**Work to complete:**
A word-for-word restatement of every record is required.

**Data for processing:**
■ ■ ■ ■ ■
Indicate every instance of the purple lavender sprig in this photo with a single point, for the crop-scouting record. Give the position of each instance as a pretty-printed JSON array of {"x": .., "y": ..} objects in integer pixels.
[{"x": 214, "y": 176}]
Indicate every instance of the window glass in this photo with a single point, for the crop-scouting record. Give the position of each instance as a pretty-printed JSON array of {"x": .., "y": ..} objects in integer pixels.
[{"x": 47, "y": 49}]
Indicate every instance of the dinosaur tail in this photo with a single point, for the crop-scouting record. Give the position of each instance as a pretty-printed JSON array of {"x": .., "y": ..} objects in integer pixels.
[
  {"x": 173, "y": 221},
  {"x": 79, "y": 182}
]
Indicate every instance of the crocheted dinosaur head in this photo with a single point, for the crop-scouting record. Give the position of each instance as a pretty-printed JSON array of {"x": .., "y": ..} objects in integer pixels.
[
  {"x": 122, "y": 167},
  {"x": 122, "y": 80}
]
■ ■ ■ ■ ■
**Answer to this problem:**
Indicate every instance of the purple lavender sprig in this photo with a single point, for the crop-scouting record. Give the position of each instance as a pretty-printed JSON array of {"x": .., "y": ..} objects in integer pixels.
[{"x": 214, "y": 176}]
Indicate every instance of the window glass in this photo with a single point, for the crop-scouting record. Give the position of each instance as a pretty-printed JSON array of {"x": .., "y": ..} objects in integer pixels.
[{"x": 47, "y": 49}]
Indicate every instance of the dinosaur tail in this photo with a single point, for the crop-scouting record. Give the position of each instance as a pretty-printed JSON array of {"x": .., "y": ..} objects in integer pixels.
[
  {"x": 173, "y": 221},
  {"x": 79, "y": 182}
]
Indicate every instance of the crocheted dinosaur head in this photo with a single point, for the crop-scouting record. Give the position of each instance as a pretty-printed JSON array of {"x": .., "y": ..} objects in integer pixels.
[
  {"x": 122, "y": 167},
  {"x": 122, "y": 80}
]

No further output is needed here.